Excerpts of labeled region data
┄┄┄┄┄┄

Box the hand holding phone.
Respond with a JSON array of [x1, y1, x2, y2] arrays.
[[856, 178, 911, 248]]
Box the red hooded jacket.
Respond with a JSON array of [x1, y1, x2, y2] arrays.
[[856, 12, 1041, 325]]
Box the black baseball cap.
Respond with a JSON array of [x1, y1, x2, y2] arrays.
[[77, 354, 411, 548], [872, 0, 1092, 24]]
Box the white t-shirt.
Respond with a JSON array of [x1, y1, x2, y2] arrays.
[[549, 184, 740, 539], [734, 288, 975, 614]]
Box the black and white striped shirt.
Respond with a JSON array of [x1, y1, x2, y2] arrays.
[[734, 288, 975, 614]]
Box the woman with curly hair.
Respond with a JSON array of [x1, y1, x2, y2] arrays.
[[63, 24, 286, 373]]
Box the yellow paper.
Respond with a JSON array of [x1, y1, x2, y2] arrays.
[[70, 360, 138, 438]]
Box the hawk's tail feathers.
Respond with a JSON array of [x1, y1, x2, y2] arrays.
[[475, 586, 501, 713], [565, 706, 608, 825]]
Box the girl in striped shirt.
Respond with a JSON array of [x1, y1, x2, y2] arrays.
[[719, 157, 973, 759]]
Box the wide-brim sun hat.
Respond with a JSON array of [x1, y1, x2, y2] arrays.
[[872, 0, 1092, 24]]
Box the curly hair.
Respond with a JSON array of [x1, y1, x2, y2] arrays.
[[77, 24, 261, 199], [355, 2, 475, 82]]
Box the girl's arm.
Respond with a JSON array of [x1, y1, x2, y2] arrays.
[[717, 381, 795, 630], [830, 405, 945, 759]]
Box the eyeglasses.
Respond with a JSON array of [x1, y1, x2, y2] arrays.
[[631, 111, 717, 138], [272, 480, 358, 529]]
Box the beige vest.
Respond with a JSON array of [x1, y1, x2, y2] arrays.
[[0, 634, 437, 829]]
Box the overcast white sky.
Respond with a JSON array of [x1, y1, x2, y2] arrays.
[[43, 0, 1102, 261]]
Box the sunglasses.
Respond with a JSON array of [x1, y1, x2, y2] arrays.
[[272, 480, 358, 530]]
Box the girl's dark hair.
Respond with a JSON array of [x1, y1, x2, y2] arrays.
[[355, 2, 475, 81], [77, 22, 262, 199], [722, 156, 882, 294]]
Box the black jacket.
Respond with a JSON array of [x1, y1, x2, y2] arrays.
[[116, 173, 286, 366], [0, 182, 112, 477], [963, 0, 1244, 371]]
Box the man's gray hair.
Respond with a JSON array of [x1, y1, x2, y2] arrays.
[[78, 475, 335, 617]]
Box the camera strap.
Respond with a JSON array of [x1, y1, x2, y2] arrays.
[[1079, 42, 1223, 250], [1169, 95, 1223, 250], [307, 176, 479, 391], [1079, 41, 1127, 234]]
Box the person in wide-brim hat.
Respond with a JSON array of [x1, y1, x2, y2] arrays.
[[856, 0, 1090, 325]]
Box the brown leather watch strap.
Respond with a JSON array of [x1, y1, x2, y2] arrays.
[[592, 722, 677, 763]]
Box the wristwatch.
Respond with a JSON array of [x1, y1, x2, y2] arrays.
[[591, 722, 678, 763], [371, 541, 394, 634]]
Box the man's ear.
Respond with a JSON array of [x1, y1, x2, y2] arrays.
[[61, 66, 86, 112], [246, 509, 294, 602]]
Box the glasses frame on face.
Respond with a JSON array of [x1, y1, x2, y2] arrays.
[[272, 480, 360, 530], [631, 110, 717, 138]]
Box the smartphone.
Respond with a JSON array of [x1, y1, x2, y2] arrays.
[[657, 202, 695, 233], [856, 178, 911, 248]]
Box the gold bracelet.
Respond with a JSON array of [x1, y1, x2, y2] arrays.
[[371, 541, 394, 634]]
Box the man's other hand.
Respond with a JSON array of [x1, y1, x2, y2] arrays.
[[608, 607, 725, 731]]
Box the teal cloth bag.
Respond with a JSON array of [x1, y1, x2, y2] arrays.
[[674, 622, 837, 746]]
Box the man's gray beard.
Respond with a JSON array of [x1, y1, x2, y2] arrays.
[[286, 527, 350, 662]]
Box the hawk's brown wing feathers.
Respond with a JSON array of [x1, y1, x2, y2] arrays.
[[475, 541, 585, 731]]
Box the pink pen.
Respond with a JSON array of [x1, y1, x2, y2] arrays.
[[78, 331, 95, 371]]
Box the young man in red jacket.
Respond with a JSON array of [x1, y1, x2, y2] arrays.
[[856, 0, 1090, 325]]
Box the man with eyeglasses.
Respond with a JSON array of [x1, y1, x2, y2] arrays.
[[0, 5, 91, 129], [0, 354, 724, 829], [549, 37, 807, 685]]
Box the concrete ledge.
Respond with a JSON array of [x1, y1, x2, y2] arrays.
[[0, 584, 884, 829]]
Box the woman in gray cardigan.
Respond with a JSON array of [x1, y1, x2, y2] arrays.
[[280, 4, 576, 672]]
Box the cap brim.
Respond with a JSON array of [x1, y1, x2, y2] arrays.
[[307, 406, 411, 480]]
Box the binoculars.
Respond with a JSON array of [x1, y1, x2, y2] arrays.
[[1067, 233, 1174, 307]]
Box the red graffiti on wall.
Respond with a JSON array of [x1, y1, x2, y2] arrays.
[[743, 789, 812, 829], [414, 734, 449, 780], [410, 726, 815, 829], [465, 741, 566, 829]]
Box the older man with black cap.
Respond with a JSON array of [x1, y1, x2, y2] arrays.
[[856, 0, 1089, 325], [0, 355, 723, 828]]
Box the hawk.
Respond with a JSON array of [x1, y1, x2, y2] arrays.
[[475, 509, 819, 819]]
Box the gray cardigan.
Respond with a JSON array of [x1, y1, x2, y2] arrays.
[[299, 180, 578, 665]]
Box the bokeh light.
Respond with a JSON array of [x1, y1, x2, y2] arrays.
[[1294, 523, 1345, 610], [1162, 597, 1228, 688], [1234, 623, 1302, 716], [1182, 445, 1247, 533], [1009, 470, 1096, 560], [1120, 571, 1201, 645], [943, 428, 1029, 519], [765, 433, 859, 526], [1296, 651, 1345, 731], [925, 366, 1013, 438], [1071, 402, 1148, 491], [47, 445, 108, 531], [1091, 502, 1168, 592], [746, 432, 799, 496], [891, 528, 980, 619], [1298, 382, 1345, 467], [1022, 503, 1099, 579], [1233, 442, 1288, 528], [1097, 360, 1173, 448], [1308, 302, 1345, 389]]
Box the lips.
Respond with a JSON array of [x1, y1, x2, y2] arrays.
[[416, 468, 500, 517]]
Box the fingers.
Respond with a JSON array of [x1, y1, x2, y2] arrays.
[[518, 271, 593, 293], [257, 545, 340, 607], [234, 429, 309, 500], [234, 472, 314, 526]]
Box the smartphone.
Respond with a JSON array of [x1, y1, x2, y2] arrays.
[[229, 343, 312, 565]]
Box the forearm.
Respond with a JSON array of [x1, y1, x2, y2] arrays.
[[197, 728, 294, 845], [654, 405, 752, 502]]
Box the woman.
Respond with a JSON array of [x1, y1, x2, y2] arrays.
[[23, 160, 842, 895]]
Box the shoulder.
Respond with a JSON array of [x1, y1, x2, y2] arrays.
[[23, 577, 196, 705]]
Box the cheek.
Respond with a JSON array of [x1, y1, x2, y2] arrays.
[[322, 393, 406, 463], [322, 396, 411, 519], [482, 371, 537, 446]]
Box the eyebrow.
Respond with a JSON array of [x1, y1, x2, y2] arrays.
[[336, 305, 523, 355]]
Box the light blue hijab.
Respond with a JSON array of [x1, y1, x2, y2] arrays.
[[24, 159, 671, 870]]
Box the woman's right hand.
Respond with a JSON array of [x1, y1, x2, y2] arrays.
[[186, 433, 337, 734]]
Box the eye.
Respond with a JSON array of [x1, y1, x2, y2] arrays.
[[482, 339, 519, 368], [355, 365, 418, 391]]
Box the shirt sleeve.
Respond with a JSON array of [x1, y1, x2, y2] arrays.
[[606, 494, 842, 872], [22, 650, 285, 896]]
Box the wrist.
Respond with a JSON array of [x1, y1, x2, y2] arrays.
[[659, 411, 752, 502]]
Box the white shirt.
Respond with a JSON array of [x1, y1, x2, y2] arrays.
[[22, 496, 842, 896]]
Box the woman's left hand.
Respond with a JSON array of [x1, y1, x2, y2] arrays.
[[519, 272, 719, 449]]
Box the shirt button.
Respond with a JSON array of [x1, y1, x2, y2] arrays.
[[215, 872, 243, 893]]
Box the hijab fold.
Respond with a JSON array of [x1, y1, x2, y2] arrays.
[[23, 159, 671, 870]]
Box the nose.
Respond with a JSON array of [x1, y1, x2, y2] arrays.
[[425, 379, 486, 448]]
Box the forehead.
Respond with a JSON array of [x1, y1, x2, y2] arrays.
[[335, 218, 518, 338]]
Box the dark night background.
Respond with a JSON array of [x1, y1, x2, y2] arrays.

┄┄┄┄┄┄

Put the lines of the entries from the line containing "Box the woman." through the line containing "[[606, 494, 842, 872], [22, 650, 285, 896]]" into a Markdown table with the columns "Row" and "Line". Number each row and leave out any blank lines.

THE SOLUTION
| Row | Line |
|---|---|
| 1 | Box the woman. |
| 2 | Respond with a JSON array of [x1, y1, x2, y2] arrays. |
| 3 | [[23, 160, 842, 895]] |
| 4 | Box the shoulder. |
| 5 | Respond with a JSON array of [x1, y1, x2, y2] arrays. |
| 6 | [[23, 577, 196, 705]] |
| 7 | Box the cheek. |
| 8 | Respond with a JSON array of [x1, y1, x2, y2] arrays. |
| 9 | [[322, 393, 406, 463], [322, 396, 411, 519], [482, 371, 537, 446]] |
| 10 | Box the eyebrow. |
| 11 | Respond with a JSON array of [x1, y1, x2, y2] arrays. |
| 12 | [[336, 305, 523, 355]] |
| 13 | Box the light blue hijab. |
| 14 | Respond with a JSON array of [x1, y1, x2, y2] arrays. |
| 15 | [[24, 159, 671, 870]] |
| 16 | Box the woman's right hand. |
| 17 | Respond with a JSON array of [x1, y1, x2, y2] arrays. |
| 18 | [[186, 433, 337, 734]] |
| 19 | Box the eye. |
| 20 | Respond with a JSON array of [x1, y1, x2, y2] arrays. |
| 21 | [[482, 339, 519, 368], [355, 365, 418, 391]] |
| 22 | Box the shirt sleeve. |
| 23 | Respond with a JSON array of [x1, y1, x2, y2] arrays. |
| 24 | [[606, 494, 842, 872], [22, 650, 285, 896]] |